### Document excerpt
● ● ● ● ●

The sage Patanjali did not waste much time in defining yoga. In the second stanza of the “Yoga Sutras” he said, “Yoga is the complete cessation of the modifications of the mind”.

And what happens when the mind becomes still? This is answered in the next stanza: “Consciousness then resides with the Self”.

The ultimate aim of yoga is to achieve the state where all thoughts have ceased. This state is known as Samadhi. The first Samadhi that a Yogi achieves is known as “Savikalapa Samadhi”.

In Savikalapa Samadhi thoughts have ceased but there is an awareness of one’s separate identity. The ego still exists along with the mind even in this state of complete calm. The person is not “realized” and remains trapped in the mind. The meditator remains at the “doorstep of God” while not quite opening the door.

“Vasana” is an yogic term for our attachments and desires. Vasanas are caused by the ego and are our source of bondage and separation from the Self. In Savikalapa Samadhi Vasanas still exist. And when the yogi comes out of this Samadhi she is like any other normal human. Effort is needed to get into this Samadhi and remain in it.

● ● ● ● ●

### Data provided
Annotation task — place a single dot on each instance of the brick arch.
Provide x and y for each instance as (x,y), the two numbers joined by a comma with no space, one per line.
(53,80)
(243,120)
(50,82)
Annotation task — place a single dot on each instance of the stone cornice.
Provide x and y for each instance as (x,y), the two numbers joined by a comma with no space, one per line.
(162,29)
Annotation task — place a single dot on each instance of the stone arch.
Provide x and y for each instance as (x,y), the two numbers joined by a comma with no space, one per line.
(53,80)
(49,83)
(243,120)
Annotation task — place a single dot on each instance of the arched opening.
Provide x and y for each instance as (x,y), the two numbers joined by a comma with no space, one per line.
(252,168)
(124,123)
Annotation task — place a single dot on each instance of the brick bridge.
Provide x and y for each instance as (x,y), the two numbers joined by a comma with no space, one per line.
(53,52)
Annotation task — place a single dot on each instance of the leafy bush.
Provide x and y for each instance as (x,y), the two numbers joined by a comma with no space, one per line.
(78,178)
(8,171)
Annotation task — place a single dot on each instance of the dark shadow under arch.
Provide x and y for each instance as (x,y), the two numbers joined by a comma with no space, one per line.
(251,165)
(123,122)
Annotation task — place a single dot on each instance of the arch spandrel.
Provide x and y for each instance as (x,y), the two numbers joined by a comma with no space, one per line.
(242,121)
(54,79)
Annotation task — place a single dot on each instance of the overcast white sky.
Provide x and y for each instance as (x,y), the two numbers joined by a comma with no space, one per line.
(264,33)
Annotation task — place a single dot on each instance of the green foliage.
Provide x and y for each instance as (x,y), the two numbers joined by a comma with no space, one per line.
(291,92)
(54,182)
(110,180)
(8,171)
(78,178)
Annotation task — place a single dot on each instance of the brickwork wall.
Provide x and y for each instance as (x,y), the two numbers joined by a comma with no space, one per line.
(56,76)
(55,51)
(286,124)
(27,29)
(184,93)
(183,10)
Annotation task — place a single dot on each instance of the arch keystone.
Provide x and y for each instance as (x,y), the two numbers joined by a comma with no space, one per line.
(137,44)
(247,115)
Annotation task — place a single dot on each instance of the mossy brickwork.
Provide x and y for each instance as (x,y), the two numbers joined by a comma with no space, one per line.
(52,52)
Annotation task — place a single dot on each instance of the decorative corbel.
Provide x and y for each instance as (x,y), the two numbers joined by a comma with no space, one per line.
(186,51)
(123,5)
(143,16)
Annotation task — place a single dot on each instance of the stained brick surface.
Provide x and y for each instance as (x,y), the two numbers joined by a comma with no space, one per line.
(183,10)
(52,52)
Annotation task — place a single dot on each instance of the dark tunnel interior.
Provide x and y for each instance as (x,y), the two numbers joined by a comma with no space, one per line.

● ● ● ● ●

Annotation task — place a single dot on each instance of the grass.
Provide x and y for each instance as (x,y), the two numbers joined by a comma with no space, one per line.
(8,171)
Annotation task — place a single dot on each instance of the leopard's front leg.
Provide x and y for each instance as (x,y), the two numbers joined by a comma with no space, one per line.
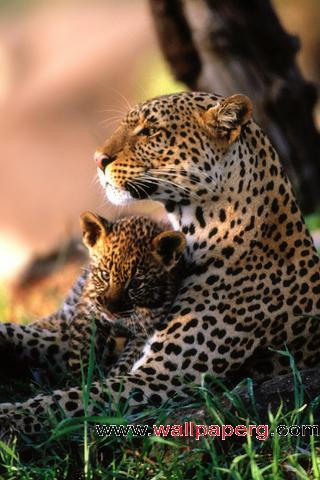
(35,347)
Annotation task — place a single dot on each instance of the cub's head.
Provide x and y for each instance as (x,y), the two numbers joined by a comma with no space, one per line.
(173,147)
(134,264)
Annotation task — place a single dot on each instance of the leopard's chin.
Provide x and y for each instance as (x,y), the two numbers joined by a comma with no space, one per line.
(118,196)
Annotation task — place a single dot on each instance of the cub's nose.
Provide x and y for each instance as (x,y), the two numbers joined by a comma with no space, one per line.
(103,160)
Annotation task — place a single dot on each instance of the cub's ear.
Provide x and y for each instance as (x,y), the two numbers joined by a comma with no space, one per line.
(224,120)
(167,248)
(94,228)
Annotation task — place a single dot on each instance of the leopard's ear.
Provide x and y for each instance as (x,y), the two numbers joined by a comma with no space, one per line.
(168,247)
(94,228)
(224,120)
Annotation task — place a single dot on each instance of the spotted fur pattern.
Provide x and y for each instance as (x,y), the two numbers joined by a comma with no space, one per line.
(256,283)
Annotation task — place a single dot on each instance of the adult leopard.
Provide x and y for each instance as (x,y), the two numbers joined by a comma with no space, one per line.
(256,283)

● ● ● ● ●

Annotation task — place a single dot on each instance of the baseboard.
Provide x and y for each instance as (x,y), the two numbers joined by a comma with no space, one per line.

● ● ● ● ●

### Task set
**A)** Answer these questions about the yoga passage:
(i) In which stanza of the "Yoga Sutras" does Patanjali define yoga?
(ii) What name is given to the first Samadhi that a Yogi achieves?
(iii) According to the passage, what causes Vasanas?
**B)** Reproduce the yoga passage from "In Savikalapa Samadhi thoughts" up to and including "remain in it.".
The records were drawn from a separate source.

### Set of answers
**A)**
(i) The second stanza.
(ii) Savikalapa Samadhi.
(iii) The ego.

**B)**
In Savikalapa Samadhi thoughts have ceased but there is an awareness of one’s separate identity. The ego still exists along with the mind even in this state of complete calm. The person is not “realized” and remains trapped in the mind. The meditator remains at the “doorstep of God” while not quite opening the door.

“Vasana” is an yogic term for our attachments and desires. Vasanas are caused by the ego and are our source of bondage and separation from the Self. In Savikalapa Samadhi Vasanas still exist. And when the yogi comes out of this Samadhi she is like any other normal human. Effort is needed to get into this Samadhi and remain in it.